[WHAT THIS TASK INVOLVES] Switch "forehead" to "brow" in the stretch from the start of the listing through the line containing "M142 132L131 148L130", and reproduce those lines with nothing else altered.

Extracted records
>> Start

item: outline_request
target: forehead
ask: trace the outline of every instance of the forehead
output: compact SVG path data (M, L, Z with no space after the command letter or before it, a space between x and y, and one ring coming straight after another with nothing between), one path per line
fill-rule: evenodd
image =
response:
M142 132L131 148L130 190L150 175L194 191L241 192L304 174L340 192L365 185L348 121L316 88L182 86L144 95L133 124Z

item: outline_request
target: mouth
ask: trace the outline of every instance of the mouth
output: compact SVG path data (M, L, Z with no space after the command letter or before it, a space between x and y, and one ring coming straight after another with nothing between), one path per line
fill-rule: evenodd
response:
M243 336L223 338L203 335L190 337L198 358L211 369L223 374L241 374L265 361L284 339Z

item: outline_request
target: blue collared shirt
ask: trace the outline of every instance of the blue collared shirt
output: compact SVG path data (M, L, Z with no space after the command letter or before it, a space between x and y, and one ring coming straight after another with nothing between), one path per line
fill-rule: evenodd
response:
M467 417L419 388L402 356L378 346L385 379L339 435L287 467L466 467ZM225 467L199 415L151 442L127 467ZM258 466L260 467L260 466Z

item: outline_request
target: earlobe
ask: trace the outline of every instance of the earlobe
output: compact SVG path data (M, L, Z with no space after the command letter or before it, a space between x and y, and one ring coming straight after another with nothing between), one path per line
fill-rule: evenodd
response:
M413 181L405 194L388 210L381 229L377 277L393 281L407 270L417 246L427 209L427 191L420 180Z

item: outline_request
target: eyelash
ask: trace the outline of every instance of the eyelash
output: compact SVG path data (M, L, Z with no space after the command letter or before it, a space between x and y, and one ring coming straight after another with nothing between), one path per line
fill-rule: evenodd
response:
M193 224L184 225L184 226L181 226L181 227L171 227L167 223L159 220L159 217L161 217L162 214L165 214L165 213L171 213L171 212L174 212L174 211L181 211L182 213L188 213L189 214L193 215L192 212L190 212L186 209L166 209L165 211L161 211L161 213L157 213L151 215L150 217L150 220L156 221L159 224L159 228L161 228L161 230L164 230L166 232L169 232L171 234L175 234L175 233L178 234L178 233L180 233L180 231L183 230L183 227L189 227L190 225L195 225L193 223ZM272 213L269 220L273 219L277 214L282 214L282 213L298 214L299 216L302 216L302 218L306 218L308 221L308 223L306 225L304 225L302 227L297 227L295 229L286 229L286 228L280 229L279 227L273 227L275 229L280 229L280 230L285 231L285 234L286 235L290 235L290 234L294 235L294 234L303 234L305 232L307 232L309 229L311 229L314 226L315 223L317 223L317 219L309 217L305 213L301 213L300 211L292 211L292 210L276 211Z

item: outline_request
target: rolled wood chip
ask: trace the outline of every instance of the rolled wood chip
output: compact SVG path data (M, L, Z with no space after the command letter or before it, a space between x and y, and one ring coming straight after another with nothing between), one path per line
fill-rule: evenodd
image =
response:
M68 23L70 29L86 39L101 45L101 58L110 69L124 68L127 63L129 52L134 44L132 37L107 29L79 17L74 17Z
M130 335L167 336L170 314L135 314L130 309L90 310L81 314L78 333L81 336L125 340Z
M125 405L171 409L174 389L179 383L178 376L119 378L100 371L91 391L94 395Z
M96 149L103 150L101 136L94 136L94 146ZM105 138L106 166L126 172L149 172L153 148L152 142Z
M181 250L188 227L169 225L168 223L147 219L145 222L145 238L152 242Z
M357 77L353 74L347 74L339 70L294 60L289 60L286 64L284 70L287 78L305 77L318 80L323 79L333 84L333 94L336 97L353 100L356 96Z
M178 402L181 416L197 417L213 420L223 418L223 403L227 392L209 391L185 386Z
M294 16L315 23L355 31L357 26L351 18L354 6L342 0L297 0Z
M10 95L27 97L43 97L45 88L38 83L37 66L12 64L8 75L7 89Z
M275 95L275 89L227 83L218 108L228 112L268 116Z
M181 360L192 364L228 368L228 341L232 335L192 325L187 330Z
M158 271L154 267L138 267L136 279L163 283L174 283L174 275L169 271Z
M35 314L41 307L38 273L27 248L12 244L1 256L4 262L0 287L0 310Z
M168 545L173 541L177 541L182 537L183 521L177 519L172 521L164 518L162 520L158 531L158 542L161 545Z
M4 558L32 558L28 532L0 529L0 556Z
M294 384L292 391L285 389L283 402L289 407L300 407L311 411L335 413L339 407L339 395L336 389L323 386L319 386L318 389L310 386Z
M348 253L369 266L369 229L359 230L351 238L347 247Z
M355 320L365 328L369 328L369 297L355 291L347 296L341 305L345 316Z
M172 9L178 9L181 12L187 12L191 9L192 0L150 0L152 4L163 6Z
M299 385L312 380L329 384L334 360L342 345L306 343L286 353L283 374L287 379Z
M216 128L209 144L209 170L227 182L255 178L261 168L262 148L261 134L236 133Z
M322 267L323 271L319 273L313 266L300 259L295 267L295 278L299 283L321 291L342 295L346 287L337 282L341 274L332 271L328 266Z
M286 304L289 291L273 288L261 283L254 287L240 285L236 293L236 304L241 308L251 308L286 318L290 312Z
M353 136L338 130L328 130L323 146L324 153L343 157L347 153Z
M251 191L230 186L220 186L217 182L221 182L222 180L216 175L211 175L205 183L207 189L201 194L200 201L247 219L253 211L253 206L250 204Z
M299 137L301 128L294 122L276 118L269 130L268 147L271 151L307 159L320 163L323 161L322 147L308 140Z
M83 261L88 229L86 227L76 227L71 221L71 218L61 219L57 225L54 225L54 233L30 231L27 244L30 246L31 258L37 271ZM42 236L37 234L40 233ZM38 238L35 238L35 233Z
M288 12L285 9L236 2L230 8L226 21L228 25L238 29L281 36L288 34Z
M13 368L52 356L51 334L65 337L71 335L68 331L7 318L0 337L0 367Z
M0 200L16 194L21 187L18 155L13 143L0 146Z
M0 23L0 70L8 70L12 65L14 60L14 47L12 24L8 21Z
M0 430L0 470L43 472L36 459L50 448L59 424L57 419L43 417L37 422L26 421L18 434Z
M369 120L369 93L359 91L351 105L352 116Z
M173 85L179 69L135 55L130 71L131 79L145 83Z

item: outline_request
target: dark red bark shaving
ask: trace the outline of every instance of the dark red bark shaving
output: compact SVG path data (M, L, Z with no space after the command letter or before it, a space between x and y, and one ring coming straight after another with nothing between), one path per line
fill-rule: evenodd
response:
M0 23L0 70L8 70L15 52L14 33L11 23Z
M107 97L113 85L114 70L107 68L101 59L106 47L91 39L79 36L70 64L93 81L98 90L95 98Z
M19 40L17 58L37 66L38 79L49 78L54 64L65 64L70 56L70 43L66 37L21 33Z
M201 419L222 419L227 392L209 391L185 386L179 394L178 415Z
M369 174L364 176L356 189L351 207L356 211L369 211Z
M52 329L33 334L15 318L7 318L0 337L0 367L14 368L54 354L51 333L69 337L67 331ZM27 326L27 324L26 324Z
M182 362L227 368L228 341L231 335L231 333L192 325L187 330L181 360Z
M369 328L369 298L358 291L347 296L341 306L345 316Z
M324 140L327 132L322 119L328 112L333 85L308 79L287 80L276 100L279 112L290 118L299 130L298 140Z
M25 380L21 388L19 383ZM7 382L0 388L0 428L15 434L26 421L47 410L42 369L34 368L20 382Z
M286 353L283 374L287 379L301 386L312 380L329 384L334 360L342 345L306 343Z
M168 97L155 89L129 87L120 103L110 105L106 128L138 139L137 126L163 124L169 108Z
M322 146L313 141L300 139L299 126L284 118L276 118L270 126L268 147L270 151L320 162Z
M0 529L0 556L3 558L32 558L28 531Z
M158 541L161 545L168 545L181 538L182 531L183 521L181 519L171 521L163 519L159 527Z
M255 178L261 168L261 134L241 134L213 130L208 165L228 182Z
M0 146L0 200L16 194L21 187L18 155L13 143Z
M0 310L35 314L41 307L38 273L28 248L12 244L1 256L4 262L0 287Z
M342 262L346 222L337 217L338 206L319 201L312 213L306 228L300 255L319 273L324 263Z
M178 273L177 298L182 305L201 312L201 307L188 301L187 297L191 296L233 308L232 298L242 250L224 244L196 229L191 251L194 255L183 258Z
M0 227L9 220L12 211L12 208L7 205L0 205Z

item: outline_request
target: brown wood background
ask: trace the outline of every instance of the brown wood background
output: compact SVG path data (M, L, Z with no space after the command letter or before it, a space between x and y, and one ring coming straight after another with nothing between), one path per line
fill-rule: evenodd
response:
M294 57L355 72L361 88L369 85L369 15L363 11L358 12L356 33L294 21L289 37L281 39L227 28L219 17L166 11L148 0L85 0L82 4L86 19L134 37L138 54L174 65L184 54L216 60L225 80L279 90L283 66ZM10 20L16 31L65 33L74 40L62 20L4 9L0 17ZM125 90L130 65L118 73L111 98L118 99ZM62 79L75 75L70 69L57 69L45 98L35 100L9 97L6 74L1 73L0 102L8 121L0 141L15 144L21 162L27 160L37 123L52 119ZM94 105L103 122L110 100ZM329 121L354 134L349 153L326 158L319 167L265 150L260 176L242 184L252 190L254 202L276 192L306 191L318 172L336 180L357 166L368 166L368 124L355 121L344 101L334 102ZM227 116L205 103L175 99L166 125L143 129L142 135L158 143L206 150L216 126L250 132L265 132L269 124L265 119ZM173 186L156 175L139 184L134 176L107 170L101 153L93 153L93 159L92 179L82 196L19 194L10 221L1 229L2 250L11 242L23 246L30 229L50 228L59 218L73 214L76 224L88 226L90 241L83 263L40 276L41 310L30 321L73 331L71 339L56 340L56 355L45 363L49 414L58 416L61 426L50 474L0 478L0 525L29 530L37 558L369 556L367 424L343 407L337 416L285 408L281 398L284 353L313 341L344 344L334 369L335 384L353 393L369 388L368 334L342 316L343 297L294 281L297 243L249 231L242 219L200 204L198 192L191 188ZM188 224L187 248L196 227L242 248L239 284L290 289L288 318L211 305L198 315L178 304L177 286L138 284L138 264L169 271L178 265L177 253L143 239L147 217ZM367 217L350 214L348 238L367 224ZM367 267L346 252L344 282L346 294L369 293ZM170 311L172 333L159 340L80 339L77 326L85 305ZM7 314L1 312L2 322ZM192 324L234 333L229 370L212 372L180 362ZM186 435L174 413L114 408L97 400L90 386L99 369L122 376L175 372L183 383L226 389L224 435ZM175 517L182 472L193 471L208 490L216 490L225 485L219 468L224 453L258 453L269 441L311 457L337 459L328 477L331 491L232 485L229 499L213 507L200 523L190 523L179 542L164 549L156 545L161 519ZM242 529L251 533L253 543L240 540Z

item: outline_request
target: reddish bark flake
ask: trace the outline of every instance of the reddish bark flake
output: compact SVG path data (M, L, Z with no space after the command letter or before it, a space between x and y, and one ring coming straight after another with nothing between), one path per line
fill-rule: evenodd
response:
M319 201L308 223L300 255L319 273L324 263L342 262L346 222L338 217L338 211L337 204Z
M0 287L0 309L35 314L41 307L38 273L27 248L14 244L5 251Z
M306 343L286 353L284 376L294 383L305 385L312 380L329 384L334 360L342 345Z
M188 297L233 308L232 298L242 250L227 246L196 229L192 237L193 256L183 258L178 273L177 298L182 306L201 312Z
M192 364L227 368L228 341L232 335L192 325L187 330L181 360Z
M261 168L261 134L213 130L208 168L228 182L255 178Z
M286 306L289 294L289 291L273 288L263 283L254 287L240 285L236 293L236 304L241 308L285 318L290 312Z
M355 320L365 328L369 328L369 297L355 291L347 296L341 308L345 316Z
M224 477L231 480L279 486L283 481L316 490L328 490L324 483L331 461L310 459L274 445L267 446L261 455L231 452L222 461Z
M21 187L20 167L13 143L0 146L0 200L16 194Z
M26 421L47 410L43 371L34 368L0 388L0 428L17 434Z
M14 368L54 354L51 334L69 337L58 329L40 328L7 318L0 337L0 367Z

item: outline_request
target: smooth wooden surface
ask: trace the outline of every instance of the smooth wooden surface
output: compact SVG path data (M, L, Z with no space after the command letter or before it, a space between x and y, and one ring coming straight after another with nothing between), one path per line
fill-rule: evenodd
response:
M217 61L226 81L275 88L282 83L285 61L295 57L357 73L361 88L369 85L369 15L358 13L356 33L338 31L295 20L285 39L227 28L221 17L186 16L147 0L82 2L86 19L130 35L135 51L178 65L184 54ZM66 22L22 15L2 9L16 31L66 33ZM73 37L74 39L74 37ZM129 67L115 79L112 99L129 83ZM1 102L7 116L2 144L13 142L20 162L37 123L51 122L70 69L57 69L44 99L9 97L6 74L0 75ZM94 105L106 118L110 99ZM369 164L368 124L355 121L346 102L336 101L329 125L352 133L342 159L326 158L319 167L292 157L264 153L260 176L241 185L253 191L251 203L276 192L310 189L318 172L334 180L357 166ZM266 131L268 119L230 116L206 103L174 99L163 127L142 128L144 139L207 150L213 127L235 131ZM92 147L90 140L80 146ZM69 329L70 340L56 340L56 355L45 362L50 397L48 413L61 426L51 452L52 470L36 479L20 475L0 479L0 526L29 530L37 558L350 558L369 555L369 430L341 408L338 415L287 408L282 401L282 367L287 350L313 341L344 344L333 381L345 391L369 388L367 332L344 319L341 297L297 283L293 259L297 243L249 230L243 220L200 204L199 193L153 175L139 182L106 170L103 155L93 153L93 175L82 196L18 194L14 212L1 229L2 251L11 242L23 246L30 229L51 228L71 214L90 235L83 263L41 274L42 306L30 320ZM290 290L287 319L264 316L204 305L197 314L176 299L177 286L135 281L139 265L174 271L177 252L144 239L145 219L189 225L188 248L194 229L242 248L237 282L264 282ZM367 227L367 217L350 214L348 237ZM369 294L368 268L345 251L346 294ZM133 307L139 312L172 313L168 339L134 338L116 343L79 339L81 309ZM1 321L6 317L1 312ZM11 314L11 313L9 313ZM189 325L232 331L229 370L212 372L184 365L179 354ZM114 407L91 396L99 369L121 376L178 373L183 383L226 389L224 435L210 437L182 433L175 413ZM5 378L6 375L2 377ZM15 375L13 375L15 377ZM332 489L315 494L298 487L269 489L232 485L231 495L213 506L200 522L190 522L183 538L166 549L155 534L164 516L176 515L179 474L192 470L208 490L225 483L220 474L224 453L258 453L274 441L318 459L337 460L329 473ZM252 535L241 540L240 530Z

>> End

[RESULT OF THIS EXERCISE]
item: outline_request
target: brow
ask: trace the outline of every instance of the brow
output: compact SVG path data (M, L, Z with no space after the command letter or before it, a space between x and y, and one ring coming straight after another with nothing between), one path per line
fill-rule: evenodd
image =
response:
M142 132L131 148L130 190L150 175L194 191L241 192L304 174L340 192L365 185L348 121L316 88L182 86L144 95L133 124Z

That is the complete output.